_EXERCISE DESCRIPTION_. Would you transcribe each of the entries exactly, with nothing added or dropped?

_RAW DATA_.

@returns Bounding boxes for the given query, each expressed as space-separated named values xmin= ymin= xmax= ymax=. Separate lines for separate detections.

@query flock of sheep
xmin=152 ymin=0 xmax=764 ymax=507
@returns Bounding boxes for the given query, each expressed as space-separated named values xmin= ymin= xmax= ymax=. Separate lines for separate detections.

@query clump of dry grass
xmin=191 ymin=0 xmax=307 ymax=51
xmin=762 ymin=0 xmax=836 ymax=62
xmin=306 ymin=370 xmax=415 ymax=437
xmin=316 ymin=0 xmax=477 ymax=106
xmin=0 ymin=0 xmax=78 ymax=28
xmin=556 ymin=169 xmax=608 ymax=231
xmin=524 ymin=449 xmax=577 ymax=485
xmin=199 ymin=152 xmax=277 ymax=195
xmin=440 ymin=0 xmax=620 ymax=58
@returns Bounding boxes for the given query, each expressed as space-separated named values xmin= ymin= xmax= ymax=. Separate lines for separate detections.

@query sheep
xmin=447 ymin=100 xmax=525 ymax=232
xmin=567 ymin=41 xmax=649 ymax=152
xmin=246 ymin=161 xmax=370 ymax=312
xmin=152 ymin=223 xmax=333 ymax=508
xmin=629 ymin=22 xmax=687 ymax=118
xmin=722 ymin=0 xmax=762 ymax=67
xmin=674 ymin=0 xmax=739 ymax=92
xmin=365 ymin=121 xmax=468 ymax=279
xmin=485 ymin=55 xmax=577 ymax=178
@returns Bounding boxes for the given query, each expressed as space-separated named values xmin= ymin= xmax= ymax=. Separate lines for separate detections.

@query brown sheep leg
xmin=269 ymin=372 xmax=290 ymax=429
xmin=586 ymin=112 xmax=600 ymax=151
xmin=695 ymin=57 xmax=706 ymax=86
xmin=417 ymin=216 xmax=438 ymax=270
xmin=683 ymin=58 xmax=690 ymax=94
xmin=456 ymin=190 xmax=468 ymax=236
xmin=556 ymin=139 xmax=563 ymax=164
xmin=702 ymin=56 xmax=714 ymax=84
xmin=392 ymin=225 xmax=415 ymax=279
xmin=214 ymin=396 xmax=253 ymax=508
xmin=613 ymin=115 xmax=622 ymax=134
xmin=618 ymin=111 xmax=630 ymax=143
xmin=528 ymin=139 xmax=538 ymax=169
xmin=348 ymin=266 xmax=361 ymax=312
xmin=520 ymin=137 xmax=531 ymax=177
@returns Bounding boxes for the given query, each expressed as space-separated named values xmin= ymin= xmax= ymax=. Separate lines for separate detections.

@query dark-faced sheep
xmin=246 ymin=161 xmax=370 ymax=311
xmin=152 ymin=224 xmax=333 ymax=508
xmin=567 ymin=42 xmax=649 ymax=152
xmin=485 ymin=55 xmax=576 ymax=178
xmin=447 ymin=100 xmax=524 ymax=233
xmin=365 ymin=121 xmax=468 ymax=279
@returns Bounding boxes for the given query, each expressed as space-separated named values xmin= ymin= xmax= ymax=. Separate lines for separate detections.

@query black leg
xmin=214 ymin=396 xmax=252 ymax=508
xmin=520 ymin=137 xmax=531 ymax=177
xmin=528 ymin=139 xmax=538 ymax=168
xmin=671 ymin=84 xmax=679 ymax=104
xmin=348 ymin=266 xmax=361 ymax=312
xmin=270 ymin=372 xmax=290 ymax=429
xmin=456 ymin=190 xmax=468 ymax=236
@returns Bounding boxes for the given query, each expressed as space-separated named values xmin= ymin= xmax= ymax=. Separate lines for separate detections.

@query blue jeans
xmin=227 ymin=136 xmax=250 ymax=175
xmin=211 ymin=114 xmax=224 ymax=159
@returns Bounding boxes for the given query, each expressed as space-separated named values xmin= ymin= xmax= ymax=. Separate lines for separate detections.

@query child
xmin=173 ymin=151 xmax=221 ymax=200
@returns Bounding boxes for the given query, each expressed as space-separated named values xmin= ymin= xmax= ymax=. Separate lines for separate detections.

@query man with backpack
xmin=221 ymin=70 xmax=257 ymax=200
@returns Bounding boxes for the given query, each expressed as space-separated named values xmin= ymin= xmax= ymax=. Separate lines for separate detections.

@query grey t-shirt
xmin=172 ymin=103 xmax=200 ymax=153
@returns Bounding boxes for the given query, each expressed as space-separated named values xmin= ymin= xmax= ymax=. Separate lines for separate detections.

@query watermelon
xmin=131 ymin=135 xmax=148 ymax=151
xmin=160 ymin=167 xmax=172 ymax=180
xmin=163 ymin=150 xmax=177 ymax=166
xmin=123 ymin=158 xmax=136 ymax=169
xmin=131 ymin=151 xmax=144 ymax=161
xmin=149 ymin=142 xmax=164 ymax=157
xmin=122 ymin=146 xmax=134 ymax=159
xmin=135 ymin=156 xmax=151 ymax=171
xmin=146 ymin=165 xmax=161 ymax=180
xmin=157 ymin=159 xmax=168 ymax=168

_EXERCISE OUTPUT_.
@returns Bounding boxes for the given query, each expressed as space-separated named values xmin= ymin= xmax= ymax=. Separate lines for separate detections.

@query flock of sheep
xmin=152 ymin=0 xmax=764 ymax=507
@returns Bounding boxes for the given query, each expressed as space-separated named values xmin= ymin= xmax= ymax=. Separate lines for separate detections.

@query clump of dry grass
xmin=191 ymin=0 xmax=307 ymax=51
xmin=762 ymin=0 xmax=836 ymax=62
xmin=306 ymin=370 xmax=415 ymax=437
xmin=316 ymin=0 xmax=477 ymax=106
xmin=0 ymin=0 xmax=78 ymax=28
xmin=556 ymin=169 xmax=608 ymax=231
xmin=524 ymin=449 xmax=577 ymax=485
xmin=199 ymin=152 xmax=277 ymax=195
xmin=440 ymin=0 xmax=620 ymax=58
@returns Bounding boxes for the given query, each expressed as space-separated named values xmin= ymin= xmax= ymax=. Separate lines for separate detections.

@query sheep
xmin=447 ymin=100 xmax=525 ymax=232
xmin=567 ymin=41 xmax=649 ymax=152
xmin=246 ymin=161 xmax=370 ymax=312
xmin=152 ymin=223 xmax=333 ymax=508
xmin=629 ymin=22 xmax=687 ymax=118
xmin=722 ymin=0 xmax=762 ymax=67
xmin=674 ymin=0 xmax=739 ymax=92
xmin=365 ymin=121 xmax=468 ymax=279
xmin=485 ymin=55 xmax=577 ymax=178
@returns Bounding boxes for the given query, each expressed as space-separated named values xmin= ymin= xmax= ymax=. Separate lines for separate detections.

@query brown sheep leg
xmin=269 ymin=372 xmax=290 ymax=429
xmin=586 ymin=112 xmax=600 ymax=151
xmin=695 ymin=57 xmax=706 ymax=86
xmin=417 ymin=216 xmax=438 ymax=270
xmin=683 ymin=58 xmax=690 ymax=94
xmin=456 ymin=190 xmax=468 ymax=236
xmin=556 ymin=139 xmax=563 ymax=164
xmin=702 ymin=56 xmax=714 ymax=84
xmin=392 ymin=225 xmax=415 ymax=279
xmin=214 ymin=396 xmax=253 ymax=508
xmin=613 ymin=115 xmax=622 ymax=134
xmin=618 ymin=111 xmax=630 ymax=143
xmin=528 ymin=139 xmax=538 ymax=169
xmin=348 ymin=266 xmax=361 ymax=312
xmin=520 ymin=137 xmax=531 ymax=177
@returns Bounding boxes for the given query, each expressed as space-separated named values xmin= ymin= xmax= ymax=. Separate lines for separate detections.

@query dark-faced sheep
xmin=246 ymin=161 xmax=370 ymax=311
xmin=152 ymin=224 xmax=333 ymax=508
xmin=567 ymin=42 xmax=649 ymax=152
xmin=485 ymin=55 xmax=576 ymax=178
xmin=447 ymin=100 xmax=524 ymax=233
xmin=365 ymin=121 xmax=468 ymax=279
@returns Bounding boxes for the given query, each expressed as space-separated named values xmin= ymin= xmax= ymax=. Separate lines for separate detections.

@query black leg
xmin=214 ymin=396 xmax=252 ymax=508
xmin=520 ymin=137 xmax=531 ymax=177
xmin=528 ymin=139 xmax=538 ymax=168
xmin=671 ymin=84 xmax=679 ymax=104
xmin=348 ymin=266 xmax=361 ymax=312
xmin=270 ymin=372 xmax=290 ymax=429
xmin=456 ymin=190 xmax=468 ymax=236
@returns Bounding boxes for the given query, each expressed as space-separated named values xmin= ymin= xmax= ymax=. Separate lines for separate detections.

@query blue jeans
xmin=227 ymin=136 xmax=250 ymax=175
xmin=211 ymin=114 xmax=224 ymax=159
@returns Bounding boxes for the given query, each expressed as space-separated named values xmin= ymin= xmax= ymax=. Separate lines for separate detections.

@query child
xmin=173 ymin=151 xmax=221 ymax=200
@returns Bounding boxes for the given query, each expressed as space-separated named values xmin= ymin= xmax= ymax=. Separate lines for separate detections.

@query man with backpack
xmin=221 ymin=70 xmax=257 ymax=200
@returns Bounding boxes for the given query, each expressed as space-separated named values xmin= ymin= xmax= ymax=. Separate lines for separate detections.

@query grey t-shirt
xmin=172 ymin=103 xmax=200 ymax=153
@returns Bounding boxes for the given query, each expressed as space-separated named values xmin= ymin= xmax= ymax=. Separate lines for separate detections.

@query watermelon
xmin=131 ymin=135 xmax=148 ymax=151
xmin=160 ymin=167 xmax=172 ymax=180
xmin=163 ymin=150 xmax=177 ymax=166
xmin=123 ymin=158 xmax=136 ymax=169
xmin=131 ymin=151 xmax=144 ymax=161
xmin=149 ymin=142 xmax=164 ymax=157
xmin=122 ymin=146 xmax=134 ymax=159
xmin=135 ymin=156 xmax=151 ymax=171
xmin=146 ymin=165 xmax=161 ymax=180
xmin=157 ymin=159 xmax=168 ymax=168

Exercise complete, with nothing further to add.